| Data under study |
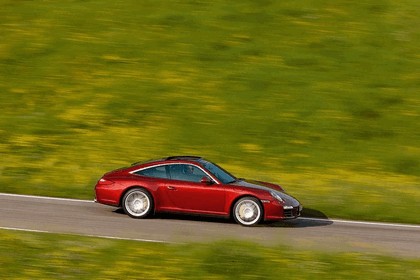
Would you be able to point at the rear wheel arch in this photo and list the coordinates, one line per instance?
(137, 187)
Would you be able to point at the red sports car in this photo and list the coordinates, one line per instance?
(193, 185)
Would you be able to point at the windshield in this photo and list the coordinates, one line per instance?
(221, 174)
...
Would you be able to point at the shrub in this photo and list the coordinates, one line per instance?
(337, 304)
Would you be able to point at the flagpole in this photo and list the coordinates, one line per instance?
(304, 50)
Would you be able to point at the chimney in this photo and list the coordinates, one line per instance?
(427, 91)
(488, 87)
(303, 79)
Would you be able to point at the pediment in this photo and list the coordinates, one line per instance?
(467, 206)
* * *
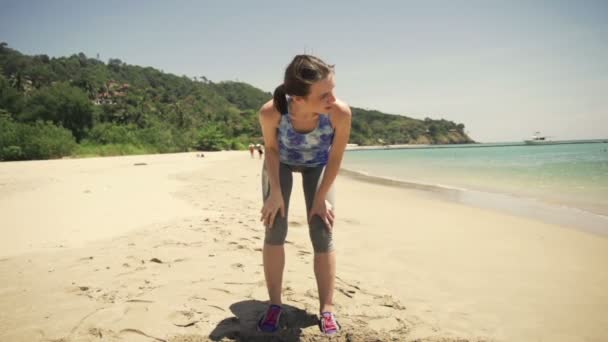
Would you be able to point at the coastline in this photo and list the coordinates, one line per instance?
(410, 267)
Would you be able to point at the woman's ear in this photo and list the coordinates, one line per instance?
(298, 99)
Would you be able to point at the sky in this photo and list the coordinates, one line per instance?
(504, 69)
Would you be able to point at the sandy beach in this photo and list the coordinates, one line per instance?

| To do |
The range runs from the line with "Would you be able to point at the sky" up to and including the line with "Would you be able to point at the sandy" in the listing above; please write out exactly those lines and nothing more.

| Your solution |
Would you be able to point at the sky in this photo and list the coordinates, one line per instance?
(504, 69)
Would you be able to point at the sandy beach in this photo and list the coordinates, one line per instance?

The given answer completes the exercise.